- _Description of the task_
Rewrite the records below, replacing each occurrence of "put a marker on" with "place a point on" and leaving everything else unchanged. Omit the pictures from your answer.

Object point labels
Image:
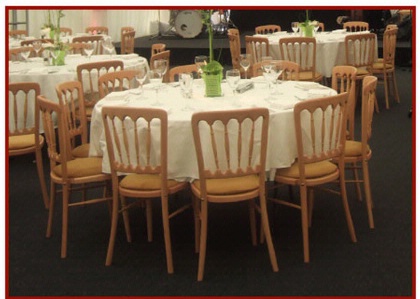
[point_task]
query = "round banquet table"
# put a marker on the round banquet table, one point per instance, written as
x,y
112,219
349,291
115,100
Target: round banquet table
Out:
x,y
182,163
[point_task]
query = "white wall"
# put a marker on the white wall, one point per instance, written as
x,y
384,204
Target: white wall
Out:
x,y
143,21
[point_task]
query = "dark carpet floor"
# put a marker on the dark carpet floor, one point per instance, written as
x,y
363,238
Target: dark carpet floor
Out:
x,y
379,264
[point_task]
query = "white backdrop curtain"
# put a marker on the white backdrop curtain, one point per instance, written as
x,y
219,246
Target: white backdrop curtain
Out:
x,y
144,21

- _Completed exercise_
Image:
[point_task]
query = "round banquet table"
# place a point on the round banquet table, one point per instance, written as
x,y
112,219
349,291
115,100
Target: round banquet table
Out:
x,y
182,163
[point_task]
query = "white wall"
# place a point on the white wall, one point per instance, written as
x,y
384,204
Target: white wall
Out:
x,y
143,21
[point_task]
query = "dark carpet floor"
# place a point on the dark carpet floor, one point per instance, written as
x,y
363,238
Target: dark carpet floor
Out:
x,y
379,264
[point_task]
query = "white backdrop curtain"
# place a point on the white backdrop curtain, one point per instance, written as
x,y
219,246
Target: white backdrop curtain
Out:
x,y
144,21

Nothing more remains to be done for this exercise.